── Data to use

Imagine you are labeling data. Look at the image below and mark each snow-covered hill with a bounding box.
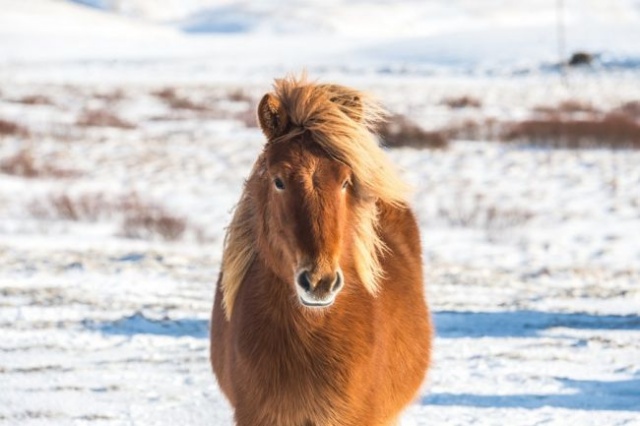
[0,0,640,75]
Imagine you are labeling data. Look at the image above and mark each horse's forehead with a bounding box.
[268,139,347,174]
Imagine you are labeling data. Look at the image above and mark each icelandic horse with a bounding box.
[211,77,432,426]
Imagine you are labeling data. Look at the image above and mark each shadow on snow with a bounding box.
[434,311,640,338]
[83,312,209,338]
[422,379,640,411]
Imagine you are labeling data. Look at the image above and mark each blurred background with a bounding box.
[0,0,640,425]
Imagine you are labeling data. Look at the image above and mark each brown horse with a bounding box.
[211,78,432,426]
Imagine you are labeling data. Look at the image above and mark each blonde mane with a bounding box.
[220,76,408,319]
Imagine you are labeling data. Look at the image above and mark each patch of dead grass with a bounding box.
[0,148,80,178]
[29,192,189,241]
[0,118,29,137]
[378,115,449,149]
[441,95,482,109]
[153,87,209,111]
[76,108,136,130]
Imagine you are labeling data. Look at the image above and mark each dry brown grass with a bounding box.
[436,195,535,240]
[533,99,599,115]
[0,119,29,137]
[153,87,209,111]
[441,95,482,109]
[227,89,254,103]
[121,209,187,241]
[0,148,81,178]
[29,192,190,241]
[76,108,136,130]
[612,101,640,121]
[378,115,449,149]
[93,89,126,104]
[14,95,53,105]
[234,103,258,128]
[502,112,640,149]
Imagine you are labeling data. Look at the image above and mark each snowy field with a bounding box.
[0,0,640,426]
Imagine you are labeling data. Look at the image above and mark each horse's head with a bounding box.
[259,94,357,307]
[221,78,406,318]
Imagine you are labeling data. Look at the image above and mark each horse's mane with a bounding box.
[220,76,407,318]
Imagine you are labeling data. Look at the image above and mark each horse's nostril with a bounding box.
[298,271,311,291]
[331,272,342,293]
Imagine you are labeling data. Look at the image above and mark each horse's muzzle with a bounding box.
[296,269,344,307]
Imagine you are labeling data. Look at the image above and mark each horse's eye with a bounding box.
[273,178,284,191]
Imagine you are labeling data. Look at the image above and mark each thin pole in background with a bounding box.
[556,0,567,85]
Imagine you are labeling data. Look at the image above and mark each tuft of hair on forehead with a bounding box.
[272,75,409,205]
[220,75,408,320]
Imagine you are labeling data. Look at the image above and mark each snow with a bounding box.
[0,0,640,426]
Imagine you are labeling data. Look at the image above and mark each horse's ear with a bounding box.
[258,93,289,140]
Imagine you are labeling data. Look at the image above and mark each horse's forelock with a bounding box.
[221,76,408,319]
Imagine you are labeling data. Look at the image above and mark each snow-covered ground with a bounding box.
[0,0,640,426]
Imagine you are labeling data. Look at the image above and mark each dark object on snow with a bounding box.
[569,52,595,67]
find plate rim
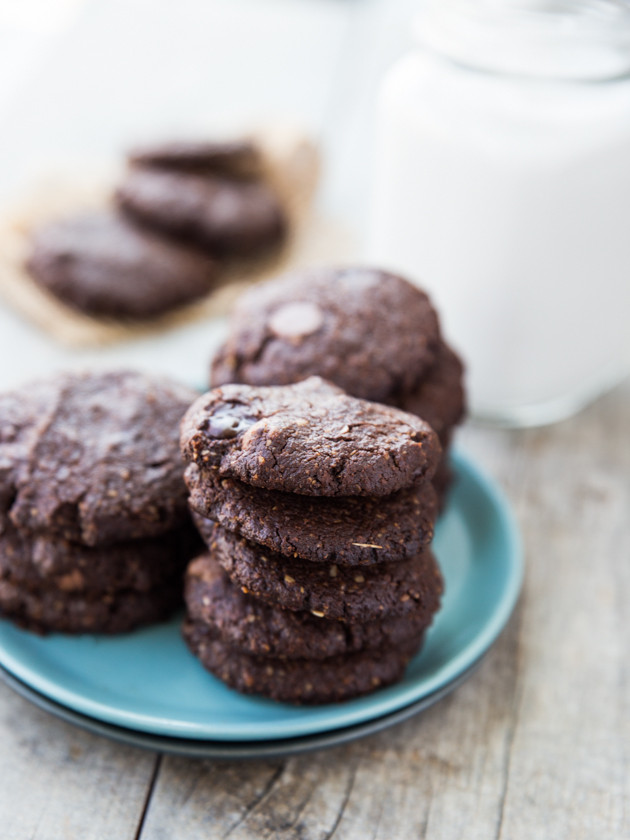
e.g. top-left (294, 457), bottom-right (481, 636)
top-left (0, 450), bottom-right (524, 742)
top-left (0, 654), bottom-right (486, 761)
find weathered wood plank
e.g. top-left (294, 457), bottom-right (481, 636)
top-left (0, 684), bottom-right (157, 840)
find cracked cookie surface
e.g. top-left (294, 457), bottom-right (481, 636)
top-left (211, 266), bottom-right (439, 402)
top-left (116, 166), bottom-right (287, 257)
top-left (26, 210), bottom-right (218, 319)
top-left (181, 377), bottom-right (441, 496)
top-left (0, 371), bottom-right (196, 546)
top-left (185, 464), bottom-right (437, 566)
top-left (195, 515), bottom-right (443, 622)
top-left (185, 554), bottom-right (439, 659)
top-left (183, 620), bottom-right (423, 703)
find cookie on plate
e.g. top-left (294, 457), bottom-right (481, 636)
top-left (185, 553), bottom-right (440, 659)
top-left (184, 619), bottom-right (423, 703)
top-left (0, 371), bottom-right (199, 633)
top-left (181, 377), bottom-right (441, 496)
top-left (185, 464), bottom-right (437, 566)
top-left (194, 516), bottom-right (442, 623)
top-left (210, 267), bottom-right (465, 501)
top-left (211, 267), bottom-right (440, 402)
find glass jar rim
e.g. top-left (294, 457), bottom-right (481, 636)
top-left (414, 0), bottom-right (630, 82)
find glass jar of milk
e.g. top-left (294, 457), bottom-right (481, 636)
top-left (370, 0), bottom-right (630, 425)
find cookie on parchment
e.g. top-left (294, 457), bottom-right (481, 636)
top-left (25, 209), bottom-right (218, 320)
top-left (115, 166), bottom-right (288, 257)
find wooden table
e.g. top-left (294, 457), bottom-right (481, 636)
top-left (0, 383), bottom-right (630, 840)
top-left (0, 0), bottom-right (630, 840)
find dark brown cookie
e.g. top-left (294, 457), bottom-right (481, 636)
top-left (398, 342), bottom-right (466, 447)
top-left (26, 210), bottom-right (217, 319)
top-left (195, 516), bottom-right (442, 623)
top-left (186, 464), bottom-right (437, 566)
top-left (0, 380), bottom-right (58, 512)
top-left (181, 376), bottom-right (441, 496)
top-left (211, 267), bottom-right (439, 402)
top-left (116, 167), bottom-right (286, 257)
top-left (0, 523), bottom-right (200, 596)
top-left (127, 140), bottom-right (263, 178)
top-left (185, 554), bottom-right (435, 659)
top-left (0, 371), bottom-right (196, 546)
top-left (0, 576), bottom-right (181, 633)
top-left (183, 621), bottom-right (422, 703)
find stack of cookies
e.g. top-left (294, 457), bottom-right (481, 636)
top-left (181, 377), bottom-right (442, 703)
top-left (0, 372), bottom-right (199, 633)
top-left (211, 268), bottom-right (465, 500)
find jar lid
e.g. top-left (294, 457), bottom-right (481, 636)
top-left (414, 0), bottom-right (630, 81)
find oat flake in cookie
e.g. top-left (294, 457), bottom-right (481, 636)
top-left (195, 516), bottom-right (442, 624)
top-left (181, 377), bottom-right (441, 496)
top-left (185, 464), bottom-right (437, 566)
top-left (211, 267), bottom-right (439, 402)
top-left (26, 210), bottom-right (218, 320)
top-left (183, 619), bottom-right (424, 704)
top-left (186, 554), bottom-right (439, 659)
top-left (0, 372), bottom-right (196, 546)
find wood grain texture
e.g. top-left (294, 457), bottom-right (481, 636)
top-left (0, 683), bottom-right (156, 840)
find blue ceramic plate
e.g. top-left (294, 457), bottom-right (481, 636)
top-left (0, 455), bottom-right (522, 741)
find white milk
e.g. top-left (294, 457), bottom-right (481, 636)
top-left (370, 0), bottom-right (630, 425)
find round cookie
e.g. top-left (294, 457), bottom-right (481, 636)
top-left (181, 376), bottom-right (441, 496)
top-left (116, 167), bottom-right (286, 256)
top-left (0, 525), bottom-right (200, 596)
top-left (0, 576), bottom-right (181, 633)
top-left (26, 210), bottom-right (217, 319)
top-left (185, 464), bottom-right (437, 566)
top-left (185, 554), bottom-right (434, 659)
top-left (183, 621), bottom-right (422, 703)
top-left (211, 267), bottom-right (439, 402)
top-left (398, 341), bottom-right (466, 447)
top-left (195, 516), bottom-right (443, 624)
top-left (0, 371), bottom-right (196, 546)
top-left (127, 140), bottom-right (262, 178)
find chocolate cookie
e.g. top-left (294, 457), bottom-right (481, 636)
top-left (127, 140), bottom-right (262, 178)
top-left (0, 524), bottom-right (200, 596)
top-left (195, 516), bottom-right (442, 623)
top-left (26, 210), bottom-right (217, 319)
top-left (0, 371), bottom-right (196, 546)
top-left (185, 464), bottom-right (437, 566)
top-left (0, 576), bottom-right (181, 633)
top-left (183, 621), bottom-right (422, 703)
top-left (211, 267), bottom-right (439, 402)
top-left (181, 376), bottom-right (441, 496)
top-left (116, 167), bottom-right (286, 257)
top-left (398, 341), bottom-right (466, 447)
top-left (185, 554), bottom-right (435, 659)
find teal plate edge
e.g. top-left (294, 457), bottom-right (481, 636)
top-left (0, 660), bottom-right (481, 761)
top-left (0, 453), bottom-right (523, 742)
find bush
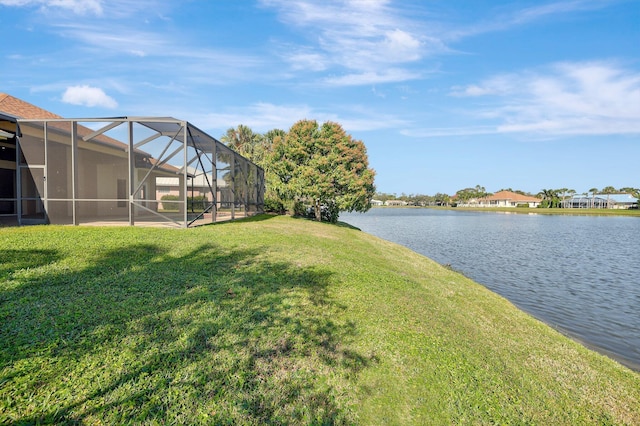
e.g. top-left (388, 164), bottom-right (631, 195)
top-left (264, 196), bottom-right (286, 214)
top-left (305, 204), bottom-right (340, 223)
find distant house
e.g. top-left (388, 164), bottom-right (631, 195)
top-left (560, 194), bottom-right (638, 209)
top-left (384, 200), bottom-right (408, 207)
top-left (476, 191), bottom-right (542, 208)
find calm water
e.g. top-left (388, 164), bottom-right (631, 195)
top-left (340, 208), bottom-right (640, 371)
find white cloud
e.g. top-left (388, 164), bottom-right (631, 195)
top-left (262, 0), bottom-right (430, 85)
top-left (450, 62), bottom-right (640, 135)
top-left (324, 68), bottom-right (422, 86)
top-left (62, 85), bottom-right (118, 108)
top-left (185, 102), bottom-right (408, 135)
top-left (0, 0), bottom-right (103, 15)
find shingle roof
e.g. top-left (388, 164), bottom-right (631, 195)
top-left (0, 93), bottom-right (62, 119)
top-left (483, 191), bottom-right (541, 203)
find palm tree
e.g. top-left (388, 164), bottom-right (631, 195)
top-left (600, 186), bottom-right (617, 208)
top-left (538, 189), bottom-right (558, 209)
top-left (589, 188), bottom-right (598, 208)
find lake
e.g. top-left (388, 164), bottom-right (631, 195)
top-left (340, 208), bottom-right (640, 371)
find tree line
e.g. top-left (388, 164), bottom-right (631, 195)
top-left (374, 185), bottom-right (640, 208)
top-left (221, 120), bottom-right (375, 222)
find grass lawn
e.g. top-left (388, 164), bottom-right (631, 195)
top-left (0, 216), bottom-right (640, 425)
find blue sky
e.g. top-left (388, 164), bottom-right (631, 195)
top-left (0, 0), bottom-right (640, 194)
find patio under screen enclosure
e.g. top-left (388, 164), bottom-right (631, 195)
top-left (14, 117), bottom-right (264, 228)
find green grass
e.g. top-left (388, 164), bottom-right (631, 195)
top-left (0, 216), bottom-right (640, 425)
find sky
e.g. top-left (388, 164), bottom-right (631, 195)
top-left (0, 0), bottom-right (640, 195)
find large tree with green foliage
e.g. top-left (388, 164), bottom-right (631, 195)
top-left (269, 120), bottom-right (375, 221)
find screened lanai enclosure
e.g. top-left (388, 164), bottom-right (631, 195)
top-left (8, 117), bottom-right (264, 228)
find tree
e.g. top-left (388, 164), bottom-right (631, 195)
top-left (270, 120), bottom-right (375, 222)
top-left (538, 189), bottom-right (559, 209)
top-left (589, 188), bottom-right (598, 208)
top-left (220, 124), bottom-right (266, 166)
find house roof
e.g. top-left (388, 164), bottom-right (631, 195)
top-left (567, 194), bottom-right (638, 204)
top-left (483, 191), bottom-right (541, 203)
top-left (0, 93), bottom-right (62, 119)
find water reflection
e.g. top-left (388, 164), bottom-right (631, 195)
top-left (340, 208), bottom-right (640, 370)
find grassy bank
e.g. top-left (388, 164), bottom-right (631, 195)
top-left (0, 217), bottom-right (640, 425)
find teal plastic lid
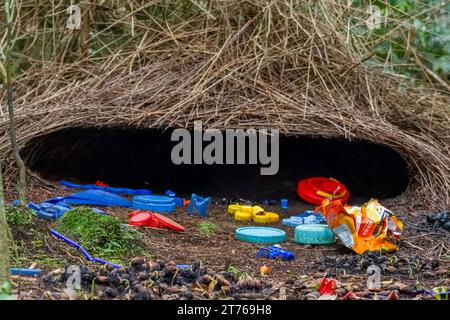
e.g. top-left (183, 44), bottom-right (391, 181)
top-left (292, 224), bottom-right (336, 244)
top-left (234, 227), bottom-right (286, 244)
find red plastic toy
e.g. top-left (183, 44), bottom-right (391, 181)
top-left (319, 278), bottom-right (337, 295)
top-left (95, 180), bottom-right (109, 187)
top-left (297, 177), bottom-right (350, 205)
top-left (128, 210), bottom-right (185, 231)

────

## [Brief]
Please copy out, character for character, the lines between the one holding "find glass jar of milk" and the one holding "top-left (0, 0), bottom-right (630, 840)", inclusive, and nothing else from the records.

## [Answer below]
find glass jar of milk
e.g. top-left (294, 457), bottom-right (481, 636)
top-left (370, 0), bottom-right (630, 425)
find cookie on parchment
e.g. top-left (294, 457), bottom-right (481, 636)
top-left (25, 209), bottom-right (218, 320)
top-left (115, 166), bottom-right (288, 257)
find wooden table
e.g. top-left (294, 457), bottom-right (481, 636)
top-left (0, 383), bottom-right (630, 840)
top-left (0, 0), bottom-right (630, 840)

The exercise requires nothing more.